Output every line of the records below as a numbered list, leaving out any blank lines.

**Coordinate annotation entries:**
■ ■ ■ ■ ■ ■ ■
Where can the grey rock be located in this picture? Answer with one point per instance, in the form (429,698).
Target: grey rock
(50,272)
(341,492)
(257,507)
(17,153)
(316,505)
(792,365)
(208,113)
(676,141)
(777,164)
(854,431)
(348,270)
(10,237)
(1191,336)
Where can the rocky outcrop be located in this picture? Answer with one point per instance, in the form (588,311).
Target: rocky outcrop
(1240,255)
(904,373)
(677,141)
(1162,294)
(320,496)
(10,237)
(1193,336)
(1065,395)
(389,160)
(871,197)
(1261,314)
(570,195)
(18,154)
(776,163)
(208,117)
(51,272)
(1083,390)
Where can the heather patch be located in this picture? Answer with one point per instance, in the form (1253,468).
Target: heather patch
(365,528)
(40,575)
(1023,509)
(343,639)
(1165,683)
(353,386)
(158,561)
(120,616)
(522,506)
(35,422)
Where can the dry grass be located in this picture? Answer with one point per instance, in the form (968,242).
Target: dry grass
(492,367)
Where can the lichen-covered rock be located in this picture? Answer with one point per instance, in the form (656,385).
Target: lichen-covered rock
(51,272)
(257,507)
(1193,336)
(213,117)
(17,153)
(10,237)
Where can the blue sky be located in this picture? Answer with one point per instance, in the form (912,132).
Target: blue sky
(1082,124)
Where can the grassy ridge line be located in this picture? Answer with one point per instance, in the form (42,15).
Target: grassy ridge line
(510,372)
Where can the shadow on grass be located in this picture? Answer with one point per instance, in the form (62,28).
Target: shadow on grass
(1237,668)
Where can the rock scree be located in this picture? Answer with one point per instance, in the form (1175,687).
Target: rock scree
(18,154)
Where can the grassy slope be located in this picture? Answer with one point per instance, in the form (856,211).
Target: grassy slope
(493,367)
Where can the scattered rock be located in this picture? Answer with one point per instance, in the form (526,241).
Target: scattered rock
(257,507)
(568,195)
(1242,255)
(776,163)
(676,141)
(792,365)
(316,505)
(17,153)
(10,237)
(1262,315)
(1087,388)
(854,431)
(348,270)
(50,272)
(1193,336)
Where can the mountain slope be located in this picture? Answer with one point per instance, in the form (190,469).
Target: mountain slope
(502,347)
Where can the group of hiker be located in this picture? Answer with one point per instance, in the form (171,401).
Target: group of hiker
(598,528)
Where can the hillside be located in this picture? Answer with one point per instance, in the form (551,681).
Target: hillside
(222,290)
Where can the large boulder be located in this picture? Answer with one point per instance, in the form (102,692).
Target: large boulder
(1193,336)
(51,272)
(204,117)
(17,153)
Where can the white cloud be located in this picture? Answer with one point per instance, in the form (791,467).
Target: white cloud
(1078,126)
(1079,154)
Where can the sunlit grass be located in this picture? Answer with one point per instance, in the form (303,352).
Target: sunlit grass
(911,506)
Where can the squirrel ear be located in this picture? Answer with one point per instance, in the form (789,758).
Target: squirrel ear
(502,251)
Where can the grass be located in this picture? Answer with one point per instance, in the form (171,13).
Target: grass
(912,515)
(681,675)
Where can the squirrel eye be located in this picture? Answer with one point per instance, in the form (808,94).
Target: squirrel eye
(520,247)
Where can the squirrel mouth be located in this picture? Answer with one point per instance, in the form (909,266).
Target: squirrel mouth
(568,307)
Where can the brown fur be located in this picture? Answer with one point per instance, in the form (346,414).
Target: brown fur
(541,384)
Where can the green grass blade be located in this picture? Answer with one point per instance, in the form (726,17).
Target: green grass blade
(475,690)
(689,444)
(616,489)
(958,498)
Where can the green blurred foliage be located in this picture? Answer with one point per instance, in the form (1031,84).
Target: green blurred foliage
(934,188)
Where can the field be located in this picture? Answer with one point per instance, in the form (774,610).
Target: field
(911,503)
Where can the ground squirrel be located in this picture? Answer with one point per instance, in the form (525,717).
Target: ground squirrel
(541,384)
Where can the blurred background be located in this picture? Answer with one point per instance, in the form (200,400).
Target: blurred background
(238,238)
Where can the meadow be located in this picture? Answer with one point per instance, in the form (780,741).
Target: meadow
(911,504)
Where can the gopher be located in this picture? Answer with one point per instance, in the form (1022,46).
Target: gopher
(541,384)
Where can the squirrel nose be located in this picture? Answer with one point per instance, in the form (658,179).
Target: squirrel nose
■ ■ ■ ■ ■ ■ ■
**Response below:**
1. Where can the grey rock be located in this picture? Answer with one point per instance, in the form (429,698).
2. Target: grey rock
3. (50,272)
4. (341,492)
5. (257,507)
6. (17,153)
7. (316,505)
8. (792,365)
9. (208,113)
10. (676,141)
11. (777,164)
12. (854,431)
13. (348,270)
14. (10,237)
15. (1191,336)
16. Where can the rocky outcrop be located in this picture? Answer with one point per instance, in the form (588,311).
17. Target: rocky outcrop
18. (1240,255)
19. (904,373)
20. (677,141)
21. (1162,294)
22. (320,496)
23. (10,237)
24. (1193,336)
25. (1065,395)
26. (389,160)
27. (871,197)
28. (1261,314)
29. (570,195)
30. (18,154)
31. (776,163)
32. (208,117)
33. (51,272)
34. (1083,390)
35. Where can the heather patch be located in this picture? Answer with one point per instance, in the form (1253,468).
36. Target: heather patch
37. (365,528)
38. (40,575)
39. (1023,509)
40. (343,639)
41. (1165,683)
42. (353,386)
43. (158,561)
44. (120,616)
45. (522,506)
46. (35,422)
47. Where can the dry grass be located in this picture? Answer with one point per instance, in the form (968,242).
48. Target: dry grass
49. (492,367)
50. Where can the lichen-covered rock be located in this picture? Answer with one point per instance, in the form (656,385).
51. Target: lichen-covered rock
52. (51,272)
53. (257,507)
54. (1193,336)
55. (213,117)
56. (17,153)
57. (10,237)
58. Where can the blue sky be located in this picture? Answer with one point per instance, in the form (912,132).
59. Target: blue sky
60. (1082,124)
61. Where can the grassy ridge line be located in this picture? Answer with one point per instance, in the form (42,15).
62. Target: grassy ridge line
63. (510,372)
64. Where can the shadow on grass be located in this picture? Answer with one point per instance, in the form (62,28).
65. Target: shadow on grass
66. (1237,668)
67. Where can the rock scree be located in this picture? Answer with one point per instance, in the form (1175,687).
68. Target: rock scree
69. (18,154)
70. Where can the grassy slope be located in this picture? Answer with one point per instance, in the form (856,211).
71. Target: grassy slope
72. (493,367)
73. Where can the scattered rock be located in this picture? Answer with one point per instance, in the form (526,241).
74. Target: scattered rock
75. (257,507)
76. (568,195)
77. (1242,255)
78. (776,163)
79. (676,141)
80. (792,365)
81. (316,505)
82. (17,153)
83. (10,237)
84. (1262,315)
85. (1087,388)
86. (854,431)
87. (348,270)
88. (50,272)
89. (1193,336)
90. Where can the mountain slope be located in this picture? Answer with one point per instance, in the form (190,469).
91. Target: mountain slope
92. (502,347)
93. Where can the group of hiker be located in this picture? Answer with one point per instance, in the form (171,401).
94. Target: group of hiker
95. (598,528)
96. Where can the hillside be located in this picture? Answer with one point per instance, in the form (551,681).
97. Target: hillside
98. (222,290)
99. Where can the large boulder be located in this picture? Answer with one point per instance, in the form (102,692).
100. Target: large boulder
101. (1193,336)
102. (51,272)
103. (204,117)
104. (17,153)
105. Where can the white cloud be located in this picture? Answer with one point per instance, in the form (791,467).
106. Target: white cloud
107. (1078,126)
108. (1079,154)
109. Where can the sunlit grass be located in this picture? Answer with one point per instance, in the form (303,352).
110. Target: sunlit grass
111. (911,506)
112. Where can the squirrel ear be located in this picture? Answer with one point per instance, in the form (789,758).
113. Target: squirrel ear
114. (502,251)
115. Where can the grass be located in this picture? Answer with one point per instance, in the form (171,13).
116. Target: grass
117. (912,515)
118. (681,675)
119. Where can the squirrel eye be located in this picture? Answer with one point per instance, in the form (808,94).
120. Target: squirrel eye
121. (520,247)
122. Where can the squirrel mouth be located in this picture? Answer with one point per instance, in the form (909,266).
123. Target: squirrel mouth
124. (568,307)
125. Where can the brown fur be located in this picture? Answer with one point per instance, in the form (346,414).
126. Target: brown fur
127. (541,384)
128. Where can the green grass blade be located in this picture? Answer with one point per instance, in the form (726,17).
129. Target: green grass blade
130. (475,690)
131. (689,444)
132. (616,489)
133. (958,498)
134. Where can the green blurred foliage be located in this picture? Answer with one point per instance, in the form (1031,84).
135. Target: green blurred foliage
136. (934,188)
137. Where can the field be located in this picture? Answer with one point per instance, in the form (774,610).
138. Target: field
139. (911,503)
140. Where can the ground squirrel be located in this picture? Answer with one point per instance, in the form (525,717).
141. Target: ground squirrel
142. (541,384)
143. Where can the blurred background be located in this picture? Answer with one point per instance, in the form (200,400).
144. Target: blurred background
145. (238,238)
146. Where can the meadow be located in this picture? Answer with one point per instance, in the form (780,741).
147. Target: meadow
148. (911,504)
149. Where can the gopher be located in this picture? Answer with one point per instance, in the form (1022,46).
150. Target: gopher
151. (541,384)
152. Where can the squirrel nose be located in this picture? Answer with one point per instance, in the form (658,179).
153. Target: squirrel nose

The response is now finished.